● **Source text**:
....................

That's not to say nothing happened in those first two seasons. The pay-offs for your patience have been hugely rewarding. It's just that they've revolved around subtler things.
Instead of Mexican drug lords coming guns blazing for our heroes, a major plot line revolved around how an 'i' came to be undotted and a 't' came to be uncrossed in an almost irrelevant legal document.
Riveting stuff, I'm sure we can agree...
Thing is, it was. With characters heavy with history and laden with backstory, the teeny details of the world's most boring legal case became the basis for gripping, intense television.
When Lightbox brought star Bob Odenkirk down to New Zealand last month to promote the third season I asked him about the nature of the show's slow burn. He described it as Gilligan and Gould "methodically setting up the dominoes".
Season three, he assured me, was when these dominoes would begin to topple. "Boom! Boom! Boom!" was his description of how it would play out. This has proved to be right on the money.
So if Saul's glacial storytelling had previously left you cold then I encourage you to dive back in now. The pace has picked up dramatically and I don't think you'd have much trouble picking up what's going on.
It was in this week's episode that we finally began to see some of those methodically placed dominoes start to sway.
Jimmy (who is still to become the titular Saul) was arrested on a variety of trumped up charges, an action we can already see sending him down his path of immoral legal hucksterism, while his semi-friendly associate Mike Ehrmantraut had his first run-in and terse dealings with Breaking Bad's ruthless drug baron Gus Fring.
Those latter scenes in particular have been a stand-out of the early stages of this season. Last week it was a high stakes game of cat and mouse as Gus and Mike engaged in a battle of wits, jabbing away at each other in an attempt to gain a dominant position. This week it was confrontation followed by an uneasy sort of alliance.
It was this showdown that framed the episode. Opening with a sequence of beautifully cinematic shots of a faded old pair of sneakers dangling from a power line above a 'Stop' sign somewhere in the Mexican desert, we saw the laces finally give way sending the shoes falling to the ground.
No explanations were given. By the end of the episode all would be explained. We'd see Mike buy the shoes and, in a scene that echoed Walter White's triumphant season three pizza toss, watch him hiff them onto the lines albeit with a little less panache than old Walt...
It took the rest of the episode for the 'why' to be explained. This was the best sort of frustration as Mike's plan slowly revealed itself.
Eventually, when all become clear, you were left with no doubt that Better Call Saul is unquestionably the best show on television.

....................

● **Given instruction A**: Quote the rows below line for line, leaving out the pictures.

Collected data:
....................

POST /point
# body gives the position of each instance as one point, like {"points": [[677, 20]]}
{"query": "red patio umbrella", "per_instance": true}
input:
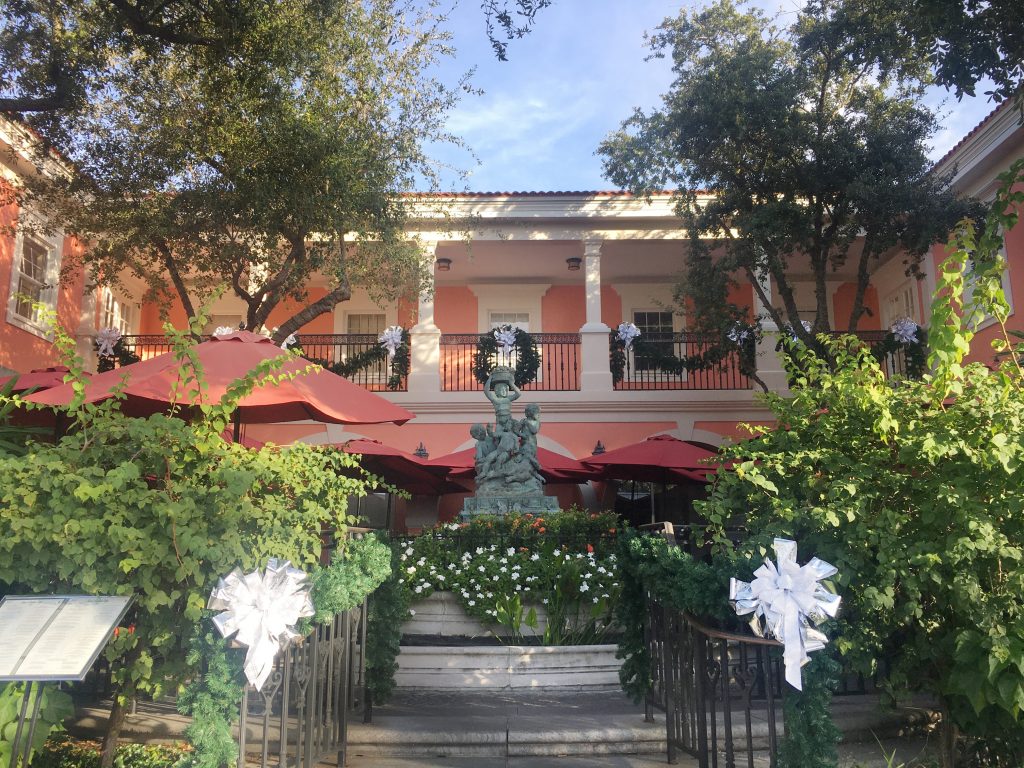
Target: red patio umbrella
{"points": [[659, 459], [404, 470], [554, 467], [321, 395], [662, 459]]}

....................

● **Given instruction B**: Write out everything in the review from "When Lightbox brought" down to "what's going on.", swapping "dominoes" for "pieces" each time it occurs.

● **Task response A**:
POST /point
# body gives the position of each instance as one point, like {"points": [[677, 20]]}
{"query": "red patio umbrella", "per_instance": true}
input:
Target: red patio umbrella
{"points": [[659, 459], [404, 470], [554, 467], [321, 395], [662, 459]]}

● **Task response B**:
When Lightbox brought star Bob Odenkirk down to New Zealand last month to promote the third season I asked him about the nature of the show's slow burn. He described it as Gilligan and Gould "methodically setting up the pieces".
Season three, he assured me, was when these pieces would begin to topple. "Boom! Boom! Boom!" was his description of how it would play out. This has proved to be right on the money.
So if Saul's glacial storytelling had previously left you cold then I encourage you to dive back in now. The pace has picked up dramatically and I don't think you'd have much trouble picking up what's going on.